The Indiana House took action Tuesday to allow Hoosiers to possess or buy low-THC cannabidiol oil, potentially clearing up months of confusion over current law.
The House unanimously passed Senate Bill 52, which would legalize CBD oil that contains only low-levels of THC. That is the component that at higher levels gives cannabis users a “high.”
If the measure clears a couple more hurdles, it could become law by late March.The bill already passed out of the Senate, but Sen. Michael Young, the bill author, said he doesn’t plan to vote to concur on the bill.
The House stripped some requirements out of the bill for CBD manufacturers and made it a level 5 felony to knowingly sell CBD oil with a higher amount of THC, labeled as low-THC.
“They changed the bill,” Young said. “I’d rather get it back and look at it first. I’m just not going to concur. That’s all I can say right now.”
Instead, the bill likely will head to a House-Senate conference committee where lawmakers will attempt to reach a compromise, before the bill can go to Gov. Eric Holcomb’s desk. Holcomb said he is OK with legalizing CBD with low levels of THC.
Last legislative session lawmakers passed a bill to allow epileptic patients on a registry to purchase CBD oil. The new law set off a flurry of CBD oil confiscations at nearly 60 retailers throughout Indiana.
Indiana Attorney General Curtis Hill later issued an opinion declaring the product illegal. Lawmakers promised to clarify the law and introduced at least 10 bills this legislative session.
“My goal with (Senate Bill 52 and House Bill 1214) is to clear up the confusion about CBD oil and make it available to all people with some discomfort,” said Rep. Bill Friend, R-Macy.
The Senate is set to vote on two other CBD-related bills, including House Bill 1137, which would allow Hoosiers to grow low-THC hemp.

● Saved data entries:
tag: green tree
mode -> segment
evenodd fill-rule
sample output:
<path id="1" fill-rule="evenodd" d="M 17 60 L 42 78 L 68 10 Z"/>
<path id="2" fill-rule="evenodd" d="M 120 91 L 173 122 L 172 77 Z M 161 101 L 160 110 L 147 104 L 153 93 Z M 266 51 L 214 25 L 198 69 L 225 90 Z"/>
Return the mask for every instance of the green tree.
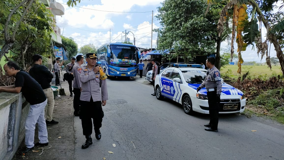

● Using the information:
**1.** Condense the paragraph beginning "Instead, the bill likely will head" in the article on Indiana's CBD oil bill into a shorter version that keeps its main facts.
**2.** Quote the article on Indiana's CBD oil bill from "The Indiana House" up to and including "over current law.".

● Responses:
**1.** The bill will likely go to a House-Senate conference committee to reach a compromise before it can go to Gov. Eric Holcomb. Holcomb said he is OK with legalizing CBD with low levels of THC.

**2.**
The Indiana House took action Tuesday to allow Hoosiers to possess or buy low-THC cannabidiol oil, potentially clearing up months of confusion over current law.